Texte extrait:
▼

C’est vieux comme le premier cours dans une école de journalisme : On ne s’intéresse qu’aux trains qui n’arrivent pas à l’heure. 

Ou bien encore : « Un chien qui mord un évêque, ce n’est pas une info. Mais un évêque qui mord, ça c’est une info ». 

Cette règle s’applique évidemment aujourd’hui à la pandémie. La peur fait vendre. 

Là aussi – école de journalisme – Roger Gicquel en février 1976 ouvrait le journal télévisé de TF1 avec cette phrase « la France a peur ». En fait il voulait dire le contraire, c’est-à-dire : la peur d’un assassin d’enfant pouvait conduire à des actes et des peurs irrationnels. 

Mais aujourd’hui c’est au premier degré que nos médias choisissent leur vocabulaire anxiogène. 

Le choix des mots (maux ?) est très important ; dans les titres, dans les bandeaux qui accompagnent et donnent le ton des innombrables émissions de débats, de gloses qui ont progressivement pris la place des émissions d’information. 

Pour Omicron, on parle de déferlante, de tsunami pour rester dans le vocabulaire des catastrophes naturelles. Pour les ministres du gouvernement qui sont « cas contact » ou « positif », on parle d’hécatombe

Pour rendre compte des chiffres des tests positifs, on va parler de record historique, telle chaine info va titrer « 1 million de contaminés : un pic jamais atteint ». Etc…

Et puis il est bluffant, de voir, d’entendre tel ou telle confrère-sœur spécialiste jusque-là d’économie, de défense, de politique européenne etc. …devenir épidémiologiste, virologue ou réanimateur. C’en est fini de la prudence. La place est rarement au doute, il faut que ça saigne. 

Certes il existe quelques éclaircies dans ce paysage assez sombre.

▲

Entrées d'un jeu de données:
▼

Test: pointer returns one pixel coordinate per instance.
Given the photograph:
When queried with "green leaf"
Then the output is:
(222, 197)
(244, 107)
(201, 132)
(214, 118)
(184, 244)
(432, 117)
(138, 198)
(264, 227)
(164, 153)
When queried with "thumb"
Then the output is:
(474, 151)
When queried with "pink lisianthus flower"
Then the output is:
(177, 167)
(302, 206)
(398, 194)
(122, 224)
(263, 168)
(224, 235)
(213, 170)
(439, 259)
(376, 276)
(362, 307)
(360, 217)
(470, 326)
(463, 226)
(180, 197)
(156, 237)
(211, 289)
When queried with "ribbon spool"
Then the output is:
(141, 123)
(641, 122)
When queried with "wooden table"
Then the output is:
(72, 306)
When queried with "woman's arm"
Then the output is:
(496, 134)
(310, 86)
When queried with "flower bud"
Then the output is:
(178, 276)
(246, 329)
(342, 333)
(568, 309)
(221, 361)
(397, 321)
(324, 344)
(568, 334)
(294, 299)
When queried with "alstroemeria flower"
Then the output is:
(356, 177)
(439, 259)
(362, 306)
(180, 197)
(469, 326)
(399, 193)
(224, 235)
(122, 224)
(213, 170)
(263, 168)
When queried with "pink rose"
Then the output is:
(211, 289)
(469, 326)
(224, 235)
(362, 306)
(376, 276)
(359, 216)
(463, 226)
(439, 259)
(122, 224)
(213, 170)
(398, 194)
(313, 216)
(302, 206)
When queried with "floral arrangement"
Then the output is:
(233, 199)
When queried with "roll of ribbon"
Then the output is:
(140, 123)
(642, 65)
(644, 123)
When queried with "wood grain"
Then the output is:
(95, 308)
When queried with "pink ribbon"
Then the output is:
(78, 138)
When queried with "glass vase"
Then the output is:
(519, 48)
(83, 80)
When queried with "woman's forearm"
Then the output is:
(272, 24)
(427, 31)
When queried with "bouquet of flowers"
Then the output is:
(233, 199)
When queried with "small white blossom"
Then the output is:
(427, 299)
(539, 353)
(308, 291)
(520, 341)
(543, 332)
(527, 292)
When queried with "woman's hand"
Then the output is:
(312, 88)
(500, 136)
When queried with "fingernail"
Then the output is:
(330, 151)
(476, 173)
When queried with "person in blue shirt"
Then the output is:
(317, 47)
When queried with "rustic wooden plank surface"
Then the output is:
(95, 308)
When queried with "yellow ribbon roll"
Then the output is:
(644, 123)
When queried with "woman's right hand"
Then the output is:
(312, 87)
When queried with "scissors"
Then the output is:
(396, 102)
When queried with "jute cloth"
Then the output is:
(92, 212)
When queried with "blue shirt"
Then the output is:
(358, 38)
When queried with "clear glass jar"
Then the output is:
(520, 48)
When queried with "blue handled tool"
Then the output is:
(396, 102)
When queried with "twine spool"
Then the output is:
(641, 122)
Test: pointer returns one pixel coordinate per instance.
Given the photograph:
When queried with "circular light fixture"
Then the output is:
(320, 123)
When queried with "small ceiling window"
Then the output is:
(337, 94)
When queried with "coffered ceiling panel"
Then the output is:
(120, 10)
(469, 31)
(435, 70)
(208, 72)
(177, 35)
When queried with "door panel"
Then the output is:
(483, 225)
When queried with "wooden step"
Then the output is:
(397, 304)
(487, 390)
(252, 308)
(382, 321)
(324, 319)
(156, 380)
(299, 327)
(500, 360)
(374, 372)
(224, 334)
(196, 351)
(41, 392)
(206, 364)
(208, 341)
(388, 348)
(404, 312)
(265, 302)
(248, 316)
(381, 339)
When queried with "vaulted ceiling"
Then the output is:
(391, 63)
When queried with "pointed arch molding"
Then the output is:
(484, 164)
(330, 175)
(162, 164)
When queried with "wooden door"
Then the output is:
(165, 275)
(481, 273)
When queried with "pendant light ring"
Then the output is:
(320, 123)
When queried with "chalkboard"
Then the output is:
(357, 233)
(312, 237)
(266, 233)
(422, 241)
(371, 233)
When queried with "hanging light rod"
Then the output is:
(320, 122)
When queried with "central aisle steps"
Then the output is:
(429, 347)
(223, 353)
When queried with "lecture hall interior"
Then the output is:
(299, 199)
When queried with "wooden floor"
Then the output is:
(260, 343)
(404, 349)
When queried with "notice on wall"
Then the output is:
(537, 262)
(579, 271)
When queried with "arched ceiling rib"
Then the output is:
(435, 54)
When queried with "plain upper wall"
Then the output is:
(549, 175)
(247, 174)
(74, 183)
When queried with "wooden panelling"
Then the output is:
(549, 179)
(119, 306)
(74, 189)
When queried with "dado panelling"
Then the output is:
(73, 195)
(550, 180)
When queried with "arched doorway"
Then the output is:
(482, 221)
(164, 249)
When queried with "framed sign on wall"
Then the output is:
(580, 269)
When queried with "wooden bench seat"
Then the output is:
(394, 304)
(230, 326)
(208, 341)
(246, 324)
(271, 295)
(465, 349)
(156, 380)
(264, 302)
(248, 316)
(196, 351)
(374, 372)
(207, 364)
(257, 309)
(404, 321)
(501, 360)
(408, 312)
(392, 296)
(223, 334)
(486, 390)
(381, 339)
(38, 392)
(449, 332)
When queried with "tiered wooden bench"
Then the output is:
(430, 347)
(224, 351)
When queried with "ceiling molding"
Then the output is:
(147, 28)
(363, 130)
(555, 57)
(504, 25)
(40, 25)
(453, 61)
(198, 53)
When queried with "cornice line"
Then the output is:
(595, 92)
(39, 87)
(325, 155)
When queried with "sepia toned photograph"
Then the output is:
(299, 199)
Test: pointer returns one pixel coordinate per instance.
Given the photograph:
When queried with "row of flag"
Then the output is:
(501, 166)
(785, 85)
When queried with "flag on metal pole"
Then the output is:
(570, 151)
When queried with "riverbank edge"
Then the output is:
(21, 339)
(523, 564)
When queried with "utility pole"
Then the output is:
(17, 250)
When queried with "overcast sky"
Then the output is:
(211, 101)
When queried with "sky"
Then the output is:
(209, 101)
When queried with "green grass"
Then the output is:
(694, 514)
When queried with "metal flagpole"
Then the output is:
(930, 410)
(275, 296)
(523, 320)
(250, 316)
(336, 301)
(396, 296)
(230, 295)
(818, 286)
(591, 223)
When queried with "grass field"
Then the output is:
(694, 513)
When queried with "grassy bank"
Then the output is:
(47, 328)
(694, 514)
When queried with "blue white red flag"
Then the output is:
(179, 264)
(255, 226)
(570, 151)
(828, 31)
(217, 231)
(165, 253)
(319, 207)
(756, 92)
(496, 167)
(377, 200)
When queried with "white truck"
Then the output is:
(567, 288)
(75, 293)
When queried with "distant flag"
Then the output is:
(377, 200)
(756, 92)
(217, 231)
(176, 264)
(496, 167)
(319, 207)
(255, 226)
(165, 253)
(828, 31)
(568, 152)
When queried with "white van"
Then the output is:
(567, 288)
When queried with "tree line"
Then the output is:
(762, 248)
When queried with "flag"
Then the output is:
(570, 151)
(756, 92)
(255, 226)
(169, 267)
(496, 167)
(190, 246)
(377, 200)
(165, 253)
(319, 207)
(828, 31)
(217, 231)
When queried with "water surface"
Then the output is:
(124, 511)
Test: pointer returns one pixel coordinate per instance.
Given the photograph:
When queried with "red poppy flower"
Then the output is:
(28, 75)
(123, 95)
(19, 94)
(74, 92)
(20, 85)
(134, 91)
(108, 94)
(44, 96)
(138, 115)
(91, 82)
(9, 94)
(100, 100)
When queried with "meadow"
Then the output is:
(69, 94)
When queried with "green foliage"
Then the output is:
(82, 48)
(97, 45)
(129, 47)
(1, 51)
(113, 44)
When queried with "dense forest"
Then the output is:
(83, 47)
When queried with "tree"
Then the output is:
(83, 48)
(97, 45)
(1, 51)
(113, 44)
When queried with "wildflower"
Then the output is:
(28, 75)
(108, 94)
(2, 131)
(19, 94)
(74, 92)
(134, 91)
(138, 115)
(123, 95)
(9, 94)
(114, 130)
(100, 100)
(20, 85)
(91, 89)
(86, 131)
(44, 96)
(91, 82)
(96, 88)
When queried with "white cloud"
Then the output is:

▲
▼

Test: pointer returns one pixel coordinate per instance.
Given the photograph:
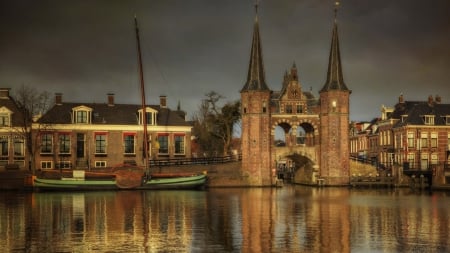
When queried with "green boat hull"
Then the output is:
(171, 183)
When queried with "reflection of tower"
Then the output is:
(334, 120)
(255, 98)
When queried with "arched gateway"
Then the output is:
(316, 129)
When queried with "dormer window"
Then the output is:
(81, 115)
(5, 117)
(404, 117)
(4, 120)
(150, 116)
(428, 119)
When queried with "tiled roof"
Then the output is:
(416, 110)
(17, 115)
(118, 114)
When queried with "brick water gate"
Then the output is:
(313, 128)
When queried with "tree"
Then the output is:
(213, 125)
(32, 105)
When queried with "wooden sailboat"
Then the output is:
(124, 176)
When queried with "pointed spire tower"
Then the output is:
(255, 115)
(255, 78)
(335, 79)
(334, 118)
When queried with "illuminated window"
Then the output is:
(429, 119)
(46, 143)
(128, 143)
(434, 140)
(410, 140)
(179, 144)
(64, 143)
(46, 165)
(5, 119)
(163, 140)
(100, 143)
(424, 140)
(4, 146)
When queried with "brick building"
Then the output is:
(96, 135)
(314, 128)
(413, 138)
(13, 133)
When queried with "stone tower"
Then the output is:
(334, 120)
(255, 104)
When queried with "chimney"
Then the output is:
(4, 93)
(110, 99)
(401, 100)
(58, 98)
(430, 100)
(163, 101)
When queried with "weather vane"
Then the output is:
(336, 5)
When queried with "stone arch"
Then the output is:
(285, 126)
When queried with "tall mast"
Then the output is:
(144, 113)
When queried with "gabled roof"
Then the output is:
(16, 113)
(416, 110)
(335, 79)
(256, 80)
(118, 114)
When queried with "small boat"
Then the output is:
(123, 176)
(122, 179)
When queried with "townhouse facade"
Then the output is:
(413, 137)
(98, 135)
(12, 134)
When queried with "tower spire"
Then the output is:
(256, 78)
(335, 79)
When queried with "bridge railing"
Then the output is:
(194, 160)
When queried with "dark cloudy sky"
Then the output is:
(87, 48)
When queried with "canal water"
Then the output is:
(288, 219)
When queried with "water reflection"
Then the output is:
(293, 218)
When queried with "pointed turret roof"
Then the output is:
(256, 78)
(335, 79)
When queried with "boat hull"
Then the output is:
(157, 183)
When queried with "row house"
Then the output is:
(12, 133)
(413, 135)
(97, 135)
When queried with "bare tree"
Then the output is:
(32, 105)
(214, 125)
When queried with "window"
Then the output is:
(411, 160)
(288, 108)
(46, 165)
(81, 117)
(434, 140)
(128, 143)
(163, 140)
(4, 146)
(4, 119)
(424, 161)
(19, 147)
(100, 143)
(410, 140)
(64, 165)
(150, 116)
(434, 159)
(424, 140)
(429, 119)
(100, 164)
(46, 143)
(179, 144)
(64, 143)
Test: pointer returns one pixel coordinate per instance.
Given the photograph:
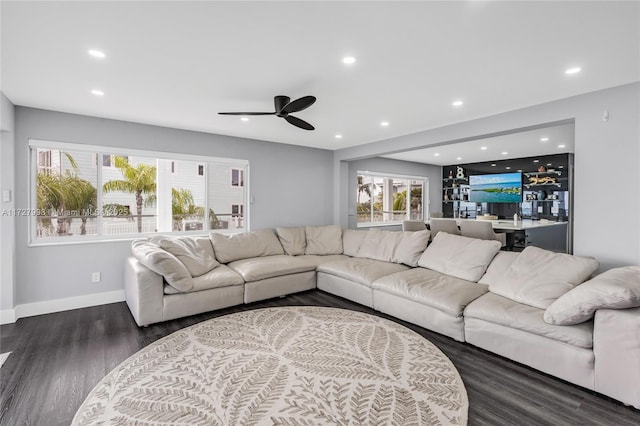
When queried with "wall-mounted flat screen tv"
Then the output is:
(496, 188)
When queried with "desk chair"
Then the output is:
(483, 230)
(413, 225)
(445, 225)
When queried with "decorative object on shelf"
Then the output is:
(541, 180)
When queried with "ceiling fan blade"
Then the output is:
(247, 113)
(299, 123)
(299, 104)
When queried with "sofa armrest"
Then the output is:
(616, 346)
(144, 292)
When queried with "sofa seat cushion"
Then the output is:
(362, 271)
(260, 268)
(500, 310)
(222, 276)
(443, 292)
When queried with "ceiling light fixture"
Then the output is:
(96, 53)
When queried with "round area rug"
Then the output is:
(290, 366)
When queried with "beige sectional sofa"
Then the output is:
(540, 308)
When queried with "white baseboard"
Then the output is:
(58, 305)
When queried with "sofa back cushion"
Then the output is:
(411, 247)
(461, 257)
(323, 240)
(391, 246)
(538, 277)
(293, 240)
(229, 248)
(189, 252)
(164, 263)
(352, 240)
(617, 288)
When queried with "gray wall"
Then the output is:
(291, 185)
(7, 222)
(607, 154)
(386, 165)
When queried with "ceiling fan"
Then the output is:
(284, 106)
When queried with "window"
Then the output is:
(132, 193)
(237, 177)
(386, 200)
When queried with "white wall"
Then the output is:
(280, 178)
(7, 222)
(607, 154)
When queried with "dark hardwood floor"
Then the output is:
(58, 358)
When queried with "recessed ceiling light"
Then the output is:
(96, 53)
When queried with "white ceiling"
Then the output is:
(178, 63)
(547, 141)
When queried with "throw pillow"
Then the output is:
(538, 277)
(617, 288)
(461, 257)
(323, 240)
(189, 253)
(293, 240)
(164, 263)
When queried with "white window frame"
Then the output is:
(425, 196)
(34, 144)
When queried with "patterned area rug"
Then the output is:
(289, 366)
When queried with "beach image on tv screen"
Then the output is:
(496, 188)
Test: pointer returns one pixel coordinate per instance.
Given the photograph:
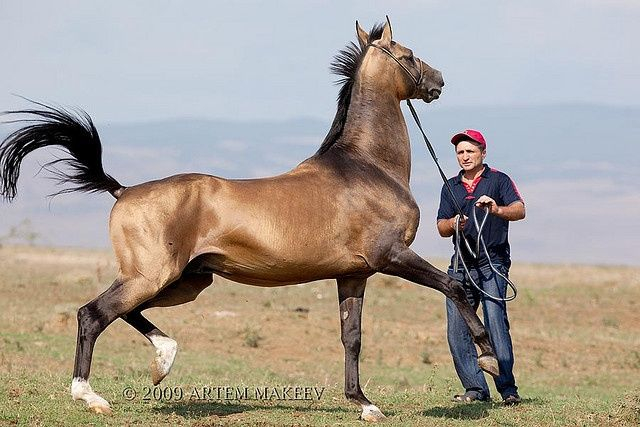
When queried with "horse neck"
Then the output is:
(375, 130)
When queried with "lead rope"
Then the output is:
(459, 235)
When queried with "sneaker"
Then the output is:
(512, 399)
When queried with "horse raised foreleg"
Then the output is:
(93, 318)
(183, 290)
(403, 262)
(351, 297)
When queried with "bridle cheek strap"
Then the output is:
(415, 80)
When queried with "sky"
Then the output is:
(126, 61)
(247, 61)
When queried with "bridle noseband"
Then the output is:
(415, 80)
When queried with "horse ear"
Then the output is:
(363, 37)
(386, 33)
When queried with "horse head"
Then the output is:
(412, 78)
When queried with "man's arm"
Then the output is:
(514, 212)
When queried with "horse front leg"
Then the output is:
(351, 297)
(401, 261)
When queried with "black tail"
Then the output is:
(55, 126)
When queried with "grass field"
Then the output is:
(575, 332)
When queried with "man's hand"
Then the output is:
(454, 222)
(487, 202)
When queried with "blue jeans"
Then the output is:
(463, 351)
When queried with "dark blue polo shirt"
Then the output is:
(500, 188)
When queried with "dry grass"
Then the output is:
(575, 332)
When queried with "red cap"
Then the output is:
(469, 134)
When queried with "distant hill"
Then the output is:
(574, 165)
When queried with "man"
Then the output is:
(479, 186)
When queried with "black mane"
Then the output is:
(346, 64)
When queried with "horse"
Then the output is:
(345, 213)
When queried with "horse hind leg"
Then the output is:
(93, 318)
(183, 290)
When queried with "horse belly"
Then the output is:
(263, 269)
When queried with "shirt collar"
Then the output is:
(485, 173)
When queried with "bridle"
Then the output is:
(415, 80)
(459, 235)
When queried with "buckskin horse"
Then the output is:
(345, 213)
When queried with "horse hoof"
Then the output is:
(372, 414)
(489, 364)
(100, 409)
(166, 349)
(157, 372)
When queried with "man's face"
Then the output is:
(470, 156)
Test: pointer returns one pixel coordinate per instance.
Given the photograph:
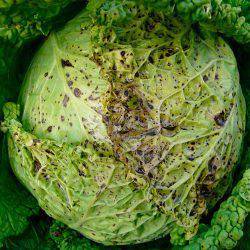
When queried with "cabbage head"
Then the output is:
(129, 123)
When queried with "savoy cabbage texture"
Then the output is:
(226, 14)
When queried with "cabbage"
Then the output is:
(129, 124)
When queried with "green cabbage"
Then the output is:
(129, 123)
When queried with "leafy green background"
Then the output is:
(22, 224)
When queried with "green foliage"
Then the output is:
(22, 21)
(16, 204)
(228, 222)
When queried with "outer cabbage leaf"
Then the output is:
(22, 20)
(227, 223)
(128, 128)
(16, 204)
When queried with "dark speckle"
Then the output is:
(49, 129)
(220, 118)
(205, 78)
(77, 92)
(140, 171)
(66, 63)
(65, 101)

▲

Consigne écrite 1: Relevez toutes les lignes des entrées qui contiennent la chaîne « water », en tenant compte de la casse.
Consigne écrite 2: Poursuivez le texte sur le vocabulaire anxiogène des médias après sa dernière phrase.

Réponse proposée 1:
When queried with "water surface"
When queried with "brick water gate"
When queried with "canal water"
When queried with "water reflection"

Réponse proposée 2:
Par exemple, quand le philosophe et physicien Etienne Klein, est interrogé par David Pujadas, à l’occasion de la sortie de son livre « Le goût du vrai » : 

« Les chercheurs cherchent, et ils ne connaissent pas les réponses aux questions qui se posent (sinon, ils ne chercheraient pas !). Mais on les interroge. 

S’ils disent « je ne sais pas », ce qui serait honnête, ils seraient médiatiquement débordés par des gens en sachant moins qu’eux mais plus sûrs d’eux. (…) 

Les gens parlent au-delà de ce qu’ils savent avec une assurance qui est proportionnelle à leur incompétence. 

Or pour savoir qu’on est incompétent, il faut être compétent. »

Peut-être manque-t-il à nos media, à nos confrères l’expérience de terrain, la confrontation avec la réalité celle de la misère, des guerres, des souffrances et des vrais drames, qui avec le temps, rend plus humble, moins péremptoire.

« La tentation la plus grande c’est la tristesse. La complaisance à la tristesse, c’est le mal moral » écrivait le philosophe Paul Ricœur. 

Un mal sans doute plus grave que la pandémie qui – aussi sérieuse et mortelle soit-elle- n’est pas, rappelons-le, la nouvelle grande peste noire.